> _Exercícios a resolver_:
#1 No texto sobre o filme Vitória, em que bairro do Rio de Janeiro fica o apartamento de onde a aposentada faz seus registros audiovisuais?
#2 Extraia dos registros todas as linhas que contêm a palavra "dashed".
::: Trecho para leitura
Desde os primeiros minutos de Vitória, um detalhe aparentemente banal se impõe como uma metáfora poderosa: durante um tiroteio, Nina deixa escapar das mãos uma xícara de valor sentimental, que se estilhaça no chão. Esse pequeno incidente doméstico torna-se um reflexo das tentativas da protagonista de restaurar não apenas sua própria segurança, mas também a ordem ao seu redor. Enquanto cola os fragmentos da porcelana, Nina busca igualmente remendar uma realidade despedaçada pela violência urbana. No entanto, assim como a xícara recomposta jamais volta a ser o que era, sua trajetória deixa marcas irreversíveis.
A observação dos eventos cotidianos faz parte da rotina, muitas vezes passando despercebida. No entanto, essa percepção se altera radicalmente quando o ambiente ao redor deixa de ser um mero cenário e se transforma em um elemento determinante da existência de alguém. Esse é o caso de Nina, interpretada magistralmente por Fernanda Montenegro. Sob a direção de Andrucha Waddington, conhecido por Eu, Tu, Eles e pela série Sob Pressão, o filme se baseia livremente em uma história real, uma referência amplamente destacada pelo projeto. É importante assinalar aqui que o longa começou a ser dirigido por Breno Silveira, que morreu em 2022, em meio às gravações. Ele é creditado como produtor.
A narrativa acompanha a jornada de uma aposentada que, por meio de registros audiovisuais feitos da janela de seu apartamento em Copacabana, no Rio de Janeiro, desmantela uma rede criminosa composta por traficantes e policiais. Com o suporte de um jornalista investigativo, ela enfrenta os riscos e ameaças inerentes a essa empreitada, expondo uma realidade brutal.
A presença de Fernanda Montenegro em um filme inédito sempre gera grande expectativa, e, aos 95 anos, sua atuação em Vitória é profundamente comprometida e multifacetada. Seus gestos e inflexões vocais carregam marcas do tempo, mas essas características, longe de limitar sua performance, acrescentam camadas de autenticidade. A atriz transita com fluidez entre momentos de humor e tensão, demonstrando controle absoluto sobre a construção da personagem.
::::::
::: Dados fornecidos
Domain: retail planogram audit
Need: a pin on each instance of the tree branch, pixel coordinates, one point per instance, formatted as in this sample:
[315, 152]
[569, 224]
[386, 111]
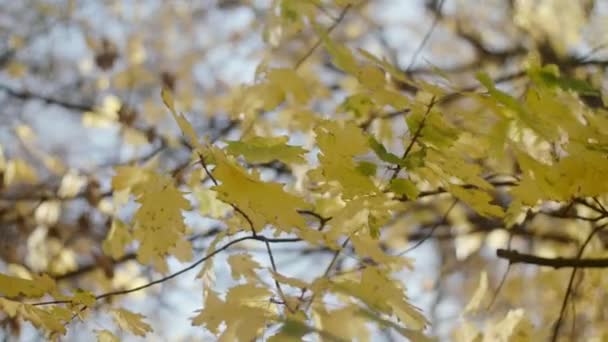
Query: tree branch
[516, 257]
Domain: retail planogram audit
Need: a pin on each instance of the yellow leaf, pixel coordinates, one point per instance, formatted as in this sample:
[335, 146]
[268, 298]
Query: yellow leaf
[9, 307]
[128, 176]
[37, 287]
[345, 323]
[371, 77]
[267, 149]
[477, 199]
[159, 223]
[365, 246]
[515, 327]
[116, 241]
[132, 322]
[83, 297]
[106, 336]
[479, 296]
[244, 311]
[18, 171]
[338, 145]
[297, 283]
[182, 122]
[52, 320]
[381, 293]
[263, 203]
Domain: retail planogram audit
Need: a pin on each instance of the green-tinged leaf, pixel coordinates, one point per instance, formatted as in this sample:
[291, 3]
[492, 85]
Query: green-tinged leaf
[132, 322]
[383, 154]
[367, 168]
[404, 187]
[267, 149]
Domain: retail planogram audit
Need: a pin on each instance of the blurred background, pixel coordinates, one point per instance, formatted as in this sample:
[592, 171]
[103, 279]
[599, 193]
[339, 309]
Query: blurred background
[79, 95]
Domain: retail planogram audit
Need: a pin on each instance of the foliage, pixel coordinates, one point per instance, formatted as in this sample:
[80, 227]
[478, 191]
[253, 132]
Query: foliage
[339, 152]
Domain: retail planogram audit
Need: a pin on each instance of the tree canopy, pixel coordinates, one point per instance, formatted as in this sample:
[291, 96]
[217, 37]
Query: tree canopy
[302, 170]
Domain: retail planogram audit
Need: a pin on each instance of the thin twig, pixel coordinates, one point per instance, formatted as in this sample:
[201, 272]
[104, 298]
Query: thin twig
[182, 271]
[558, 323]
[320, 40]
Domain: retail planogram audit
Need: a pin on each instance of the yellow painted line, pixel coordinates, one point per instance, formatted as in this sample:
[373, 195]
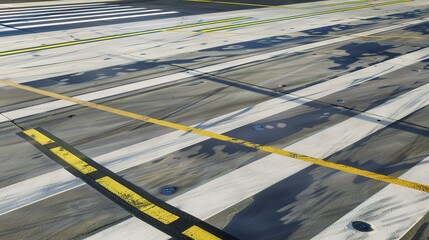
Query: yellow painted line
[317, 35]
[74, 161]
[224, 138]
[38, 137]
[241, 4]
[282, 6]
[298, 16]
[137, 201]
[338, 4]
[198, 233]
[105, 38]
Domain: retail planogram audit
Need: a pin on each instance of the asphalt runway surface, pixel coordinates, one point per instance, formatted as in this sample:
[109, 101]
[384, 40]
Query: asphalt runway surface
[214, 119]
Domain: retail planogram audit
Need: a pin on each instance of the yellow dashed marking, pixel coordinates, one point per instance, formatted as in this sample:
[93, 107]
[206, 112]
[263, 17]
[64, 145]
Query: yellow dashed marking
[268, 149]
[38, 137]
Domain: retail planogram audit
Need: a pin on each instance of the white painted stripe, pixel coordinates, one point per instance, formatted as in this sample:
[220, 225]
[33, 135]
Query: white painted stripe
[44, 186]
[130, 12]
[391, 212]
[59, 7]
[213, 197]
[6, 29]
[41, 108]
[79, 13]
[96, 20]
[59, 12]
::::::
> _Respostas por exercício_:
#1 Em Copacabana.

#2
Need: a pin on each instance of the yellow dashed marking, pixel coordinates, one point per instance, formatted as in this sample:
Query: yellow dashed marking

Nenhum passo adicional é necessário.